- TASK REQUIREMENTS:
Exactly the lines from the first line of the listing through the line containing "Target: steering wheel" should appear in the output, unchanged.

◇ ◇ ◇ ◇ ◇

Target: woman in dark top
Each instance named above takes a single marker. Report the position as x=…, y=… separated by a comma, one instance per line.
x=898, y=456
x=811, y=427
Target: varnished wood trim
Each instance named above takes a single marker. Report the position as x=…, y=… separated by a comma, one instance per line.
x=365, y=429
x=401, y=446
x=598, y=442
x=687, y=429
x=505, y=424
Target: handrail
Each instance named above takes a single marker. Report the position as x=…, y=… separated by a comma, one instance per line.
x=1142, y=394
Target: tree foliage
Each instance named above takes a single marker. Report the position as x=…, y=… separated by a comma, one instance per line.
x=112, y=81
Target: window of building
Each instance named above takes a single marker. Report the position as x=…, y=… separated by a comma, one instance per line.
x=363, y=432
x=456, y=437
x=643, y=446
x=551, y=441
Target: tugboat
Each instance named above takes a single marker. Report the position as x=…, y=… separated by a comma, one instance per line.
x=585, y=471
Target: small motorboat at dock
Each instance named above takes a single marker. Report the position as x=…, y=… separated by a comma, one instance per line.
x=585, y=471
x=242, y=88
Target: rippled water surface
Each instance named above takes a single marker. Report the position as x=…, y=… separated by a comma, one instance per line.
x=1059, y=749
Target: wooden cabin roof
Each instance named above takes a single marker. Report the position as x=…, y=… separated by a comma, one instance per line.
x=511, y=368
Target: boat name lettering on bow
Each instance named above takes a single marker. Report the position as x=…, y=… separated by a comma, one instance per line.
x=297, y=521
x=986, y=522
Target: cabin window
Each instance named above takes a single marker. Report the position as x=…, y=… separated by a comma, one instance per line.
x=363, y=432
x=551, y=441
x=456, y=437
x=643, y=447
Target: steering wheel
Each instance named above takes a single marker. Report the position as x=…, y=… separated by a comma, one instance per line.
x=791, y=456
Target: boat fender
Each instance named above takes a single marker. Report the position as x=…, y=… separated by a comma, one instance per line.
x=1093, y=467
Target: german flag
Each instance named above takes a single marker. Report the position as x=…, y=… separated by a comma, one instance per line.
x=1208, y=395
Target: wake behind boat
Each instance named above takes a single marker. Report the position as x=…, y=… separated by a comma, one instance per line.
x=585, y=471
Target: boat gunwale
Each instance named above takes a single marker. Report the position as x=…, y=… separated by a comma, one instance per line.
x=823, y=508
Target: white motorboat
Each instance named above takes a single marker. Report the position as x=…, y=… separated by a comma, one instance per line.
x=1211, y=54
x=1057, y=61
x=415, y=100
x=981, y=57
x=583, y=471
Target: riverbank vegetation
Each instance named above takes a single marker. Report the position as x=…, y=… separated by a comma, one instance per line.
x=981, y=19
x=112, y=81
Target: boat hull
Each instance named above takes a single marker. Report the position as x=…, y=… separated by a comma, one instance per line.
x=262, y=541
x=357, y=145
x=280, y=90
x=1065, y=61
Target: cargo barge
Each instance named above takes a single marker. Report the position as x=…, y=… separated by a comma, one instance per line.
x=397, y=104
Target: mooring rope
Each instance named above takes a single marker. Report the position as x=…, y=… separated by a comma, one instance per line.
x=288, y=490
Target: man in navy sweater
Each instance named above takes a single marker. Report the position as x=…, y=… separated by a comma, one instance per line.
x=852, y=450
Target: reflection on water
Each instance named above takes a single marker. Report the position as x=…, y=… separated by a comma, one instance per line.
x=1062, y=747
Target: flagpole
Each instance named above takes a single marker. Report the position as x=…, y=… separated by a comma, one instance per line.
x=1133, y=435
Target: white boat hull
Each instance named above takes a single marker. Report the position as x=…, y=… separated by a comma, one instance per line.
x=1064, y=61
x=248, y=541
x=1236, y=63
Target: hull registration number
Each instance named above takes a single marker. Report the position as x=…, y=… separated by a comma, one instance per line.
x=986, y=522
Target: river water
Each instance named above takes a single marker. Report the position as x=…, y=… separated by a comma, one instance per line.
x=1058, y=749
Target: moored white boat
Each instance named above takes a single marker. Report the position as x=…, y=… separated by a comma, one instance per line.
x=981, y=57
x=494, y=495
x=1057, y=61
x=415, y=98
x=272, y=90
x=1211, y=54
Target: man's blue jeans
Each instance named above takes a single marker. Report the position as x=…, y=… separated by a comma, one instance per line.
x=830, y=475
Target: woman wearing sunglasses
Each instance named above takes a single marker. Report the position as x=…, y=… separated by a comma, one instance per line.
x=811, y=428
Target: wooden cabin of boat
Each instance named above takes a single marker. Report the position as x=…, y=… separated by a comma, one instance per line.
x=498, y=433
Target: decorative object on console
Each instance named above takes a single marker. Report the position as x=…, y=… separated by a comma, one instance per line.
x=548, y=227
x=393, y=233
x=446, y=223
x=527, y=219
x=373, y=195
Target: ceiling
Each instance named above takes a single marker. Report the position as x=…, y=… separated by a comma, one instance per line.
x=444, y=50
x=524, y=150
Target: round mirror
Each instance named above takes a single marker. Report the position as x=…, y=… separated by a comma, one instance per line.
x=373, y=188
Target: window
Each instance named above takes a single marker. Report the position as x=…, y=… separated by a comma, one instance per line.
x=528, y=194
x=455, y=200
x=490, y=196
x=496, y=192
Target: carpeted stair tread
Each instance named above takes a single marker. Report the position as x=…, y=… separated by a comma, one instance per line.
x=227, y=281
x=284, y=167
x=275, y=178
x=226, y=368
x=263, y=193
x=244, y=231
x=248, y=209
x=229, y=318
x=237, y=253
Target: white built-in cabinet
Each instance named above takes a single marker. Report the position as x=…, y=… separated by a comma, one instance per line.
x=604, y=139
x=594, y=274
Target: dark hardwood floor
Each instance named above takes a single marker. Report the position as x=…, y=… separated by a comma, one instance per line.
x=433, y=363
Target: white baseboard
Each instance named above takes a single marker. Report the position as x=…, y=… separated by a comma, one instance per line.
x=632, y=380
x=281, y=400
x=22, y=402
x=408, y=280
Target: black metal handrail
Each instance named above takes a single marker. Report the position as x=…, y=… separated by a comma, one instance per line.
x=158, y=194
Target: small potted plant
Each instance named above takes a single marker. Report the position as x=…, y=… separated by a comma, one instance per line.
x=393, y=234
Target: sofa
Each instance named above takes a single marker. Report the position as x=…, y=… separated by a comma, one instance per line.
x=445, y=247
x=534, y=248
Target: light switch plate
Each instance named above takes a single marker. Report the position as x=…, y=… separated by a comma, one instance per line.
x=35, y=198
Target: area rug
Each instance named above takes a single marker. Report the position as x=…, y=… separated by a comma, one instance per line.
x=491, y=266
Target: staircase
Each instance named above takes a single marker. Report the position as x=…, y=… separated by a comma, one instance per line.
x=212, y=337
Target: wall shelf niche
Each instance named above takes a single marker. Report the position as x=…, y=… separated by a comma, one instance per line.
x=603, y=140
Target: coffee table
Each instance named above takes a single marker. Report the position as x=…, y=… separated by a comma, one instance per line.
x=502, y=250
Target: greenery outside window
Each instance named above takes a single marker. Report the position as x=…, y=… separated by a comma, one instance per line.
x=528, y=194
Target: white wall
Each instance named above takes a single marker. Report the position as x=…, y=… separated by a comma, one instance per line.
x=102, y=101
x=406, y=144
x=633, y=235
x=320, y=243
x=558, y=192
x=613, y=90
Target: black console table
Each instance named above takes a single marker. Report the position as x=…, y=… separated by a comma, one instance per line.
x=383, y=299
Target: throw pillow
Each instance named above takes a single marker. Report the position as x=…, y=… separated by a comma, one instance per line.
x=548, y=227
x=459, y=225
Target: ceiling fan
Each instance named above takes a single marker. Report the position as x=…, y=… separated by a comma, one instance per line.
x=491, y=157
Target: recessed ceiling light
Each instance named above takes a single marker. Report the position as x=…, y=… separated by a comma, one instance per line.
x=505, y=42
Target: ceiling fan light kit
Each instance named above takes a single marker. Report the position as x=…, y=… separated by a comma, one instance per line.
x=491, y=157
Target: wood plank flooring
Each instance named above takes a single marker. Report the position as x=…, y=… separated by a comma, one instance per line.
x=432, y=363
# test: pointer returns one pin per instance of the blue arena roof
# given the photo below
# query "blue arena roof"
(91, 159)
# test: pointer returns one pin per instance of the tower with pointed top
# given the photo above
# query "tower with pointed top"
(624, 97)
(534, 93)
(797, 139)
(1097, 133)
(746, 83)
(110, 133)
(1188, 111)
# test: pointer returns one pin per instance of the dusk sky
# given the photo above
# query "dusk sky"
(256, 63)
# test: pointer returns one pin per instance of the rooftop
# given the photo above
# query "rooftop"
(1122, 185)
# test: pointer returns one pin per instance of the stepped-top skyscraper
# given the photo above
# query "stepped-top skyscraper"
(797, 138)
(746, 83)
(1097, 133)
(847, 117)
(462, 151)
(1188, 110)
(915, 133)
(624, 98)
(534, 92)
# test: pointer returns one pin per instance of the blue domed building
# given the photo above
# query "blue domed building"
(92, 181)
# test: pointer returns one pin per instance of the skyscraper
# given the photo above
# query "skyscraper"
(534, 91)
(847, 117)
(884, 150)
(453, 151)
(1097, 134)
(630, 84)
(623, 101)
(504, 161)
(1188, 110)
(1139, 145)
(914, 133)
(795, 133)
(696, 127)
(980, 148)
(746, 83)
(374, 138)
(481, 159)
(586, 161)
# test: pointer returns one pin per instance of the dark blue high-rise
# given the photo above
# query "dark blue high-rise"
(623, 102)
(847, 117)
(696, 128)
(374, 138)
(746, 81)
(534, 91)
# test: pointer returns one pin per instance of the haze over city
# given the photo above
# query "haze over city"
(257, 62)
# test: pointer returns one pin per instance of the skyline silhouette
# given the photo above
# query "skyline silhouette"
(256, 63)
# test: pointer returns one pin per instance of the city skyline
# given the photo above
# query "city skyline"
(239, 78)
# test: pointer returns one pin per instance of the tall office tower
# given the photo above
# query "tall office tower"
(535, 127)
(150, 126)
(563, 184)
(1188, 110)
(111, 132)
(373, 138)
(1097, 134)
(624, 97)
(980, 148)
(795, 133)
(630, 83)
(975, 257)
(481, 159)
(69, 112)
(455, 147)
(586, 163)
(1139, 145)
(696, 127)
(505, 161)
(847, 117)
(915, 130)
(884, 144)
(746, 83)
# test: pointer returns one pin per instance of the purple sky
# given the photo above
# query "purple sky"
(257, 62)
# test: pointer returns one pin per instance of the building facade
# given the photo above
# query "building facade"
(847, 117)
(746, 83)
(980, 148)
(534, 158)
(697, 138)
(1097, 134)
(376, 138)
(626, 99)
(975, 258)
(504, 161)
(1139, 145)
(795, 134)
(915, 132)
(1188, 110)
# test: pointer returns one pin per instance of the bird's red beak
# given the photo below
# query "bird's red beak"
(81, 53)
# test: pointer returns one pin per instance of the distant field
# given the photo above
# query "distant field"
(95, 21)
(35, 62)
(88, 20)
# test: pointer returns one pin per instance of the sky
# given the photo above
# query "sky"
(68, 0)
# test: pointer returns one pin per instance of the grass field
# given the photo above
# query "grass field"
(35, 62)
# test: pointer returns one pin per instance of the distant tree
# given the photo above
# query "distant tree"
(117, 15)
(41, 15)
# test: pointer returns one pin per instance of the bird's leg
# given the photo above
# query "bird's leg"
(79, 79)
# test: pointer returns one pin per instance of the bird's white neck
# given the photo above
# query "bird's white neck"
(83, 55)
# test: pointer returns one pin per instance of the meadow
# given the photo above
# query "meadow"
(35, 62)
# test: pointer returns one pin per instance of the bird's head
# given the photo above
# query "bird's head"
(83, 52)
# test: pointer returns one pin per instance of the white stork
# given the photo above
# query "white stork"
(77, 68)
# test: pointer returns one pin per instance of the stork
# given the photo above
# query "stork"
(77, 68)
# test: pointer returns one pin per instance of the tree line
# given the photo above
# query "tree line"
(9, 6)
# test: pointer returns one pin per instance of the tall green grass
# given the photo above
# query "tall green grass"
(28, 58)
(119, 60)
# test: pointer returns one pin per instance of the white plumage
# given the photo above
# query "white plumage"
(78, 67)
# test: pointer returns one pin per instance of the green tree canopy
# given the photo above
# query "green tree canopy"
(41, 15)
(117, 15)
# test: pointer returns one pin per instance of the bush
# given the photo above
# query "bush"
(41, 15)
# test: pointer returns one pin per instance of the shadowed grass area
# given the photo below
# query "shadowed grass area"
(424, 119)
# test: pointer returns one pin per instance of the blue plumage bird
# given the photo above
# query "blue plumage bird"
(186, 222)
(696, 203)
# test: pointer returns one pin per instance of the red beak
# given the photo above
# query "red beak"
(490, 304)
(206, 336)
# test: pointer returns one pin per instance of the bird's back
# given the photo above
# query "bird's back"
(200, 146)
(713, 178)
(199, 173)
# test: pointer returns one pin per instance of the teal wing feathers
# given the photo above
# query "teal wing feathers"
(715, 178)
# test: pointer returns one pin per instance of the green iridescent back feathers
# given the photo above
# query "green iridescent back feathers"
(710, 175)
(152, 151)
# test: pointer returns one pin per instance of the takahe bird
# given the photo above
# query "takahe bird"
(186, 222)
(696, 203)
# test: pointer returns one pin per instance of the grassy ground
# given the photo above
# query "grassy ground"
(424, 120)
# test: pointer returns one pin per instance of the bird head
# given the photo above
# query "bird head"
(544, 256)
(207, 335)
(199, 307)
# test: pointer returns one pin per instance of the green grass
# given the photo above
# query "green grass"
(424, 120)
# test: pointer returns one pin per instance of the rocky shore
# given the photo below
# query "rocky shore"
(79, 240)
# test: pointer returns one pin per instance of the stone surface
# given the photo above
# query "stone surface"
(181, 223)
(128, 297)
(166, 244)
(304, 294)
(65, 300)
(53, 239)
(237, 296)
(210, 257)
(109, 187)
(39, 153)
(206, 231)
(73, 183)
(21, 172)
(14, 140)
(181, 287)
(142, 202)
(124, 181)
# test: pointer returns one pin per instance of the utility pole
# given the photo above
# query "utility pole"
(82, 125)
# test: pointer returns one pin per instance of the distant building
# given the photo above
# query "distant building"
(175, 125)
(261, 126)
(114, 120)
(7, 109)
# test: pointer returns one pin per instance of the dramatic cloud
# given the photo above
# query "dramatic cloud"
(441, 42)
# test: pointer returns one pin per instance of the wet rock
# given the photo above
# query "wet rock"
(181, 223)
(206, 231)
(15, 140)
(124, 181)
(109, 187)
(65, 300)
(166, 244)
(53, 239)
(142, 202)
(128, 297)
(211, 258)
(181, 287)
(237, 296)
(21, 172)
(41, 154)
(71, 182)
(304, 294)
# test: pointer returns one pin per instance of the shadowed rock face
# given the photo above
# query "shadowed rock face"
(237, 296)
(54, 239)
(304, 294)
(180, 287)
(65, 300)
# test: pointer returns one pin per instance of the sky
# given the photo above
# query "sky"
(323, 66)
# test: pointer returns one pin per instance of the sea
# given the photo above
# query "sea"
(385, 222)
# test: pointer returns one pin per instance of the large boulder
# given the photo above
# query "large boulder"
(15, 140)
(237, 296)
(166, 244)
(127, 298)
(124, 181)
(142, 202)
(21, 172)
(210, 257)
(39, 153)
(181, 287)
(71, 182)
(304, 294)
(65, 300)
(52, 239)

◇ ◇ ◇ ◇ ◇

- YOUR SOLUTION:
Target: woman in dark top
Each instance named above takes a single marker. Report the position as x=…, y=… separated by a comma, one instance per line.
x=898, y=456
x=811, y=427
Target: varnished wood trim
Each instance named above takes a single marker. Report the position as x=…, y=… separated by a comma, one instance per line.
x=365, y=429
x=401, y=446
x=598, y=442
x=687, y=429
x=505, y=424
Target: handrail
Each instance named above takes a single marker. Report the position as x=…, y=… separated by a comma, one instance per line.
x=1142, y=394
Target: tree foliage
Each instance named above takes a single marker. Report the position as x=…, y=… separated by a comma, one instance per line.
x=112, y=81
Target: window of building
Each instance named above takes a single marker. Report the position as x=…, y=… separated by a comma, one instance per line.
x=363, y=432
x=456, y=437
x=643, y=446
x=551, y=441
Target: tugboat
Each instance named above takes a single marker. Report the position as x=…, y=… separated by a comma, one instance per line.
x=585, y=471
Target: small motorboat at dock
Each instance named above takes a single marker. Report the position as x=…, y=… separated by a comma, one instance per line.
x=585, y=471
x=242, y=88
Target: rippled water surface
Each instance named above takes a single marker. Report the position as x=…, y=… separated by a comma, one instance per line.
x=1059, y=749
Target: wooden cabin roof
Each instance named above takes a single marker. Report the position as x=…, y=… separated by a comma, one instance per line.
x=511, y=368
Target: boat name lettering on bow
Each instance named above takes a single marker. Report the position as x=…, y=… separated by a comma, one instance per line.
x=297, y=521
x=986, y=522
Target: cabin window
Each instance named above takes a single marker. Report the position as x=…, y=… separated by a comma, one instance per line.
x=363, y=432
x=551, y=441
x=456, y=437
x=643, y=447
Target: steering wheel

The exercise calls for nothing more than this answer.